>> Begin MATERIAL TO PROCESS

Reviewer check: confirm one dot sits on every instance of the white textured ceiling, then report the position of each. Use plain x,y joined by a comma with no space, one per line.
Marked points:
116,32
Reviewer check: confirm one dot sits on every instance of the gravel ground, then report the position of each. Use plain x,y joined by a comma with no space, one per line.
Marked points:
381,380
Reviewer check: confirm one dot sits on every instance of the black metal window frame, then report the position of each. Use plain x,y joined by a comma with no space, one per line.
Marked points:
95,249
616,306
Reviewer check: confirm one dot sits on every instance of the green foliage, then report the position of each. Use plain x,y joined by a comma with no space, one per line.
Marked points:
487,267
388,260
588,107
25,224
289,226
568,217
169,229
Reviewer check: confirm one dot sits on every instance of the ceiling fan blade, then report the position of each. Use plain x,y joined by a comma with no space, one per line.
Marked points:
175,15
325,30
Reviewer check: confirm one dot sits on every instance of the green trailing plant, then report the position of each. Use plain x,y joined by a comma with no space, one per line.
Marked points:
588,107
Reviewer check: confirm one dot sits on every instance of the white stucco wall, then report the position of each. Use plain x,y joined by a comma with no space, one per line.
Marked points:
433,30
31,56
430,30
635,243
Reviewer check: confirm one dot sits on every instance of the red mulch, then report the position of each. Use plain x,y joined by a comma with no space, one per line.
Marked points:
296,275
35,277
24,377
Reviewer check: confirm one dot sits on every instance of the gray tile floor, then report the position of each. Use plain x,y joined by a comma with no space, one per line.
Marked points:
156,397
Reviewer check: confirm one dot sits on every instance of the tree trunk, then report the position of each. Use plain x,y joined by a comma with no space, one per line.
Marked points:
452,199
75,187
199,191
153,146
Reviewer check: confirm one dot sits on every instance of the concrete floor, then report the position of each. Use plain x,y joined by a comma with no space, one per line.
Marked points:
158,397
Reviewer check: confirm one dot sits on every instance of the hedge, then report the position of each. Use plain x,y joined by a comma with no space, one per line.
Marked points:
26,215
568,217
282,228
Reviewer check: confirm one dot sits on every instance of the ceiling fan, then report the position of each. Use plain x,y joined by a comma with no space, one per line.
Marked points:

>> End MATERIAL TO PROCESS

**TASK TO CARRY OUT**: Reproduce the records from the line that contains "the white stucco" through the end of the records, keeping each request line unchanged. Multiply every x,y coordinate in the answers by 0.3 and round each to a whole number, with halves rounding up.

**RESPONSE TO THE EXERCISE**:
Reviewer check: confirm one dot sits on every instance of the white stucco wall, then report the position of each. Use plain x,y joined by a comma with no space, one per line.
Marked points:
130,9
9,17
129,9
191,73
Reviewer check: confirm one dot sits on every instance of the red mulch, then report the position of each. Use plain x,y joined by a comma with no space, one per line.
Marked points:
89,83
11,83
7,113
Reviewer check: confirm one dot sits on every instance of the gray tile floor, then report the position of each. Use plain x,y joined by a comma with no space, one per line.
Marked points:
47,119
Reviewer check: confirm one dot sits on every instance of the tree trunk, then report the position of each. Use plain x,y joined by a comma with no space, one per line.
Marked points:
136,60
23,56
60,57
46,44
Reviewer check: confirm one dot sits on every instance of the concrete floor, then report the position of each. Use plain x,y joined by a comma with no space, one per line.
Marked points:
47,119
Reviewer check: confirm one dot sits on every instance of the hedge, then report the position of each. Use plain x,y joined by a comma with no space, one per line.
Marked points:
8,65
170,65
85,68
Reviewer check: confirm one dot sits on every instance of the ceiling fan, then report the position of each. Use plain x,y joined by a comma with no space, one per line.
Marked points:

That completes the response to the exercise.